Problem to work on
Update the data below by changing every "single pin" to "single marker" and leaving everything else unchanged.

** BEGIN Supplied entries **

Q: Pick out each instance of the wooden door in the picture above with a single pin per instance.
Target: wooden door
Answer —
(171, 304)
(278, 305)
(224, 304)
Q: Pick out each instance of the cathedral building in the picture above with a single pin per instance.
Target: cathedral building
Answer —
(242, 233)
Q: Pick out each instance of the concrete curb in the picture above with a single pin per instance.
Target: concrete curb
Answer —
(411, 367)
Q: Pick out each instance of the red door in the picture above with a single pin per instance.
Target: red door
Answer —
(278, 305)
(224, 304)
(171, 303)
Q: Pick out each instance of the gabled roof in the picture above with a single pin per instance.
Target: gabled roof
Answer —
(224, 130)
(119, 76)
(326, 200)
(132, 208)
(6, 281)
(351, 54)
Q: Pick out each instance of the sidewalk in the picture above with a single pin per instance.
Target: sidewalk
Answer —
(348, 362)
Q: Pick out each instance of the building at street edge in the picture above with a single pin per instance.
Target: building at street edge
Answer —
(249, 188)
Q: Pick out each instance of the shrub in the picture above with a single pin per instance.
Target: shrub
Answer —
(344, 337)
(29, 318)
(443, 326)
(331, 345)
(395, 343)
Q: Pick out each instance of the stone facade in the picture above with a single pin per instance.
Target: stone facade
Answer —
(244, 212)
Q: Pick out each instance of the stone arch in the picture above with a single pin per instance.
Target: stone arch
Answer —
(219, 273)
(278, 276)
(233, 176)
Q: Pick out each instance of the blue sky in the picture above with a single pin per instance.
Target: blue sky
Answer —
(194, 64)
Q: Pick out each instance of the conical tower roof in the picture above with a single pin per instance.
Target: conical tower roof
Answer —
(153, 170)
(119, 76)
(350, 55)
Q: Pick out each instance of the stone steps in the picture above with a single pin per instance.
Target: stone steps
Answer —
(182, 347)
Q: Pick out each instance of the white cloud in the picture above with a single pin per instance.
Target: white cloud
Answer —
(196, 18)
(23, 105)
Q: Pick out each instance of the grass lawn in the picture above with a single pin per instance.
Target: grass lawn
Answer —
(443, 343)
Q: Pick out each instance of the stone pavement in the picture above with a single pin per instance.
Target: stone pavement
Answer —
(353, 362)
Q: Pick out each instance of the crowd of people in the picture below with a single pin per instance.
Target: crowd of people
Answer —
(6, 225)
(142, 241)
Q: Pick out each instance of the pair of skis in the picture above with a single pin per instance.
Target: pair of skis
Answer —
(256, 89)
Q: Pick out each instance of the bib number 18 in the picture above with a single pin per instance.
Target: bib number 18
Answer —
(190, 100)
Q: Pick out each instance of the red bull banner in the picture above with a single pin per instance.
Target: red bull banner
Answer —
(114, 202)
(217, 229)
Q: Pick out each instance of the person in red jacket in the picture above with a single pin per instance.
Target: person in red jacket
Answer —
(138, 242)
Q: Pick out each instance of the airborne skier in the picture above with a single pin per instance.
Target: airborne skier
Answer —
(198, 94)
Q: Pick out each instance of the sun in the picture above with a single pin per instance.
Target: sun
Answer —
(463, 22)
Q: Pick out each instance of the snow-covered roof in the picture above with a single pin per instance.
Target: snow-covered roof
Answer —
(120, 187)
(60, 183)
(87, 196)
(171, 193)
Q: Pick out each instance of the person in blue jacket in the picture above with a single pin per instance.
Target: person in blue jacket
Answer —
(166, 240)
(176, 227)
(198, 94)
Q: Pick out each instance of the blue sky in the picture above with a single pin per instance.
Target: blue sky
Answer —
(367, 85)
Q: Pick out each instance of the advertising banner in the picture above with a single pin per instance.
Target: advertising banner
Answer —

** END Supplied entries **

Task response
Q: Pick out each instance of the wooden door in the picture above with a single marker per instance.
Target: wooden door
Answer —
(171, 304)
(278, 305)
(224, 304)
Q: Pick out each instance of the cathedral building in the picture above with a single marker per instance.
Target: cathedral building
Answer —
(242, 233)
Q: Pick out each instance of the concrete curb in the picture above with a single marker per instance.
Target: concrete curb
Answer —
(411, 367)
Q: Pick out each instance of the red door in the picture above with a single marker per instance.
Target: red door
Answer —
(278, 305)
(224, 304)
(171, 303)
Q: Pick out each instance of the gabled roof in the picture above with a single marker per instance.
Target: gabled roof
Answer —
(224, 130)
(119, 76)
(326, 200)
(132, 208)
(6, 281)
(351, 54)
Q: Pick out each instance of the sidewalk in the picture above with a single marker per instance.
Target: sidewalk
Answer —
(348, 362)
Q: Pick out each instance of the building at street edge in the picture above with a single marker per instance.
Target: building at street edge
Answer —
(249, 188)
Q: Pick out each instance of the shrub in the picture above with a single marker per instance.
Target: shrub
Answer —
(344, 337)
(29, 318)
(443, 326)
(331, 345)
(395, 343)
Q: Pick out each instance of the stone facade in the picture above with a single marker per instance.
Target: stone facade
Answer —
(244, 212)
Q: Pick out each instance of the stone arch in the picture above with a single marker per instance.
Target: stone arch
Answer —
(219, 273)
(278, 276)
(233, 176)
Q: Pick out each instance of the blue sky in the picture above with a single marker per instance.
Target: blue sky
Answer —
(194, 64)
Q: Pick out each instance of the conical tower roof in the picture above with a single marker per instance.
Target: conical tower roof
Answer —
(153, 170)
(119, 76)
(350, 55)
Q: Pick out each instance of the stone steps in the picture above with a single marker per instance.
Target: stone steps
Answer —
(182, 347)
Q: Pick out each instance of the white cloud in the picture above with a single marker per instance.
Target: white cloud
Answer —
(196, 18)
(23, 105)
Q: Pick out each instance of the grass lawn in the picture above with a single marker per instance.
Target: grass lawn
Answer —
(443, 343)
Q: Pick out each instance of the stone pavement in the picture above with a single marker per instance.
Target: stone pavement
Answer —
(353, 362)
Q: Pick out each instance of the crowd of people in the picture below with a single marker per instance.
Target: crowd of people
Answer —
(6, 225)
(142, 241)
Q: Pick out each instance of the pair of skis in the picture above with a single marker per instance.
Target: pair of skis
Answer —
(256, 89)
Q: Pick out each instance of the bib number 18 in the picture above with a single marker per instance.
Target: bib number 18
Answer —
(190, 100)
Q: Pick out each instance of the red bull banner in the picture above with a single marker per instance.
Target: red bull banner
Answer —
(114, 202)
(217, 229)
Q: Pick out each instance of the person in red jacket in the picture above with a single marker per instance.
Target: person in red jacket
Answer —
(138, 242)
Q: Pick out each instance of the airborne skier in the picture above with a single marker per instance.
Target: airborne skier
Answer —
(198, 94)
Q: Pick out each instance of the sun in the picture above with a single marker per instance.
Target: sun
Answer —
(463, 22)
Q: Pick out each instance of the snow-covered roof in the picture above with a single marker per instance.
Target: snow-covered roof
Answer —
(120, 187)
(60, 183)
(87, 196)
(171, 193)
Q: Pick out each instance of the person in blue jacket in the picture above with a single marker per instance.
Target: person in blue jacket
Answer —
(166, 240)
(176, 227)
(198, 94)
Q: Pick out each instance of the blue sky in the picture above with a single marker per instance.
Target: blue sky
Answer —
(367, 85)
Q: Pick out each instance of the advertising banner in the picture above with a single marker per instance.
Target: advertising banner
Answer —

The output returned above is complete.